Au-delà des scores respectifs de ces deux poids lourds de la politique en RCI, l’enseignement principal de ces élections de proximité reste la percée des candidats indépendants qui ont réussi la prouesse de ravir la seconde place au PDCI-RDA. Considérés pour la plupart comme des pestiférés au sein de leurs formations politiques,  ces frustrés de tous les bords politiques, ont réussi le tour de passe de se tirer d’affaire. Ce succès tient individuellement d’abord à leur aura personnelle. Mais on peut aussi l’expliquer par le fait qu’en Afrique, les électeurs

votent très souvent pour leurs fils et cela est encore plus vrai quand il s’agit d’élections locales. L’autre explication possible est que beaucoup de ces candidatures d’indépendants ont été suscitées et soutenues en sous-main par les deux grandes formations rivales que sont le PDCI et le RDR pour parfois atomiser les voix.

===============

### Travail à faire
a - Répondez à ces questions d'après le texte source sur les élections locales en RCI :
(i) Quelle place les candidats indépendants ont-ils ravie au PDCI-RDA ?
(ii) À quoi le succès de ces candidats tient-il d'abord, individuellement ?
(iii) Quelles sont les deux grandes formations rivales nommées ?
b - Ces affirmations sont-elles conformes au texte source sur les élections locales en RCI ? Répondez par oui ou non, en citant les mots du texte qui tranchent.
(i) Les candidats indépendants ont ravi la première place au PDCI-RDA.
(ii) Le texte dit qu'en Afrique, les électeurs votent très souvent pour leurs fils.
(iii) Les candidats indépendants étaient bien considérés au sein de leurs formations politiques.
c - Prolongez le texte source sur les élections locales en RCI à partir de sa dernière phrase.

### Extrait des données
===============

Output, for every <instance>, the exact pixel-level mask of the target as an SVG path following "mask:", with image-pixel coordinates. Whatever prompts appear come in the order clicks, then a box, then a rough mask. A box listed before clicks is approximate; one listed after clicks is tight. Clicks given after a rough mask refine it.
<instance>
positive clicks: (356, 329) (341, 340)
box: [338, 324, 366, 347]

===============

### Réponses aux exercices
a -
(i) La seconde place.
(ii) À leur aura personnelle.
(iii) Le PDCI et le RDR.

b -
(i) Non : « ravir la seconde place au PDCI-RDA ».
(ii) Oui : « votent très souvent pour leurs fils ».
(iii) Non : « Considérés pour la plupart comme des pestiférés au sein de leurs formations politiques ».

c -
L’autre grande leçon, c’est la déculottée du Front populaire ivoirien

Cela dit, la question que l’on peut se poser est la suivante :  vers quels rivages se dirigeront ces oiseaux qui ont pris le pari de voler de leurs propres ailes ?  Beaucoup sans nul doute retourneront vers leurs partis d’origine mais avec de nouveaux arguments pour renégocier leur place. Ce qui est certain, ils feront l’objet d’une cour assidue de la part de prétendants à la magistrature suprême en 2020 en raison de leurs capacités de mobilisation.

L’autre grande leçon de ces élections, c’est la déculottée faite au Front populaire ivoirien (FPI) de l’ex-président Laurent Gbagbo, qui a dû s’arracher les cheveux quand il a appris la nouvelle. Mais point n’était besoin d’être un spécialiste de la météo politique en Côte d’Ivoire pour prédire cette bérézina. En effet, alors qu’Affi Nguessan faisait le choix de cavaler seul, son rival de l’aile radicale, Abdhouramanne Sangaré, avait opté pour le boycott. Même si en Afrique, les absents ont toujours tort, l’électorat ivoirien a sévèrement sanctionné  Affi Nguessan qui s’est lancé dans la bataille sans s’assurer de disposer de soutiens. Dans tous les cas, ces résultats catastrophiques  traduisent l’impérieuse nécessité d’une profonde introspection. Le FPI a, en tout cas, les moyens de rebondir s’il sait profiter de l’ombre de Simone Gbagbo et surfer sur la sympathie qu’ont de nombreux Ivoiriens pour Laurent Gbagbo présenté à tort ou à raison comme un martyre. Cependant, à la décharge du parti, l’on peut évoquer le manque de moyens dont il souffre, du fait de la perte du pouvoir.

L’on peut donc globalement dire que chacun, à l’issue de ces élections, est reparti avec ce qu’il a semé.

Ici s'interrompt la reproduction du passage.